▶ SELECTED PASSAGE:
━━━━━━━━━━━━━━━━━━━━━━━━━━━━━━

The amount of economic and social challenges that the European Union has faced to date have given rise to the idea that EU reform is required. An example of such efforts is Juncker’s “White book” with five possible reform scenarios, as well as the resolution of the European Parliament from 16 February 2017 on improving the functioning of the EU. What both of these efforts have in common is that they are trying to reform institutions that are irreformable in the current state of political elites. On the other hand, it must be clearly stated that the EU would be a great organization in the sense of a community of free nations and nationalities living in Europe, provided that the functioning of individual countries as well as the current EU concept were not based on bad, amoral principles.
What bad, unethical principles are we talking about? In essence, there are two complex and interrelated problem areas.
The first problem area is related to the system of governance in individual EU member countries. Following World War I, most countries in Europe turned to political institutions based on representative democracy. This development is not at all encouraging. Democracy has already been highlighted as a bad form of government by Aristotle in his work, and developments so far prove him right. Within the functioning of representative democracies, citizens are important for politicians only during election time. During that time, rival political elites promise the moon to voters. At the same time, there is not much difference between right-wing and left-wing political elites. It is always about some form of benefits and promises for voters. Potential voters are most sensitive to social benefits and in the process of their development, European countries have gradually transformed themselves into social states.
It is characteristic for the social state to take responsibility and care for the lives of a substantial part of the population. However, in life, nothing is free, and the obtained social benefits have associated costs. As election campaigns, in order to secure votes, led to increases in social benefits and government engagement in correcting the so-called mistakes of the invisible hand (subsidies, stimulating demand, regulation, etc.), the financing of such actions required obtaining an increasing amount of funds from productive parts of the society by means of taxes and levies. Tax and levy increases, however, also have their limits. When the state collects on taxes and levies more than half of the income of citizens (which has long been a reality in European countries), citizens’ dissatisfaction starts to threaten political elites. That is why governments have to a large extent started addressing the problem of lack of finances by deficit government budgets. As a result, there is ever-increasing debt, which in turn means society and current generations are being financed at the expense of future generations.

━━━━━━━━━━━━━━━━━━━━━━━━━━━━━━

▶ DATASET CONTENT:
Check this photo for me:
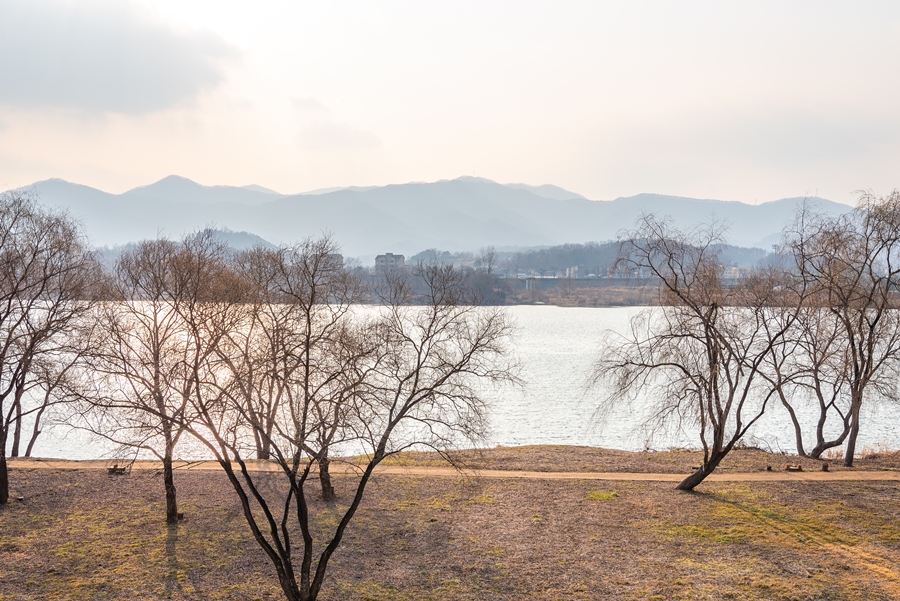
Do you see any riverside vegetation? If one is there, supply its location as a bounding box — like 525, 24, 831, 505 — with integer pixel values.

━━━━━━━━━━━━━━━━━━━━━━━━━━━━━━

▶ DIRECTIVE:
Reproduce word for word the stretch of the EU reform text from "The amount of" through "bad, amoral principles.".

▶ ANSWER TO THIS TASK:
The amount of economic and social challenges that the European Union has faced to date have given rise to the idea that EU reform is required. An example of such efforts is Juncker’s “White book” with five possible reform scenarios, as well as the resolution of the European Parliament from 16 February 2017 on improving the functioning of the EU. What both of these efforts have in common is that they are trying to reform institutions that are irreformable in the current state of political elites. On the other hand, it must be clearly stated that the EU would be a great organization in the sense of a community of free nations and nationalities living in Europe, provided that the functioning of individual countries as well as the current EU concept were not based on bad, amoral principles.